*** Excerpt ***
= Hugh Atkin =

Australian lawyer and content creator

Hugh Atkin is an Australian lawyer and notable producer of Internet viral videos. Atkin began producing videos for YouTube in 2007, and his videos have appeared on the Australian Broadcasting Corporation's Unleashed website.

==Early life and education==
Atkin studied law and arts at the University of Sydney. While he was a student, he began to create and post videos on Australian and American politics, as well as current events. One popular video posted during the 2007 Australian federal election depicted Kevin Rudd in a mock propaganda film based on material produced by the Chinese Communist Party during the rule of Mao Zedong. He appeared on ABC television political program Insiders on 16 March 2008 as part of the "Talking Pictures" segment.
*** Excerpted data ***
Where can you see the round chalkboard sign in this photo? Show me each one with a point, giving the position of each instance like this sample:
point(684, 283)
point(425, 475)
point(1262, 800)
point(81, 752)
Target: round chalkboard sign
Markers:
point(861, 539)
***
_What you have to do_
According to the Hugh Atkin text, at which university did Atkin study law and arts?

_Reply_
The University of Sydney.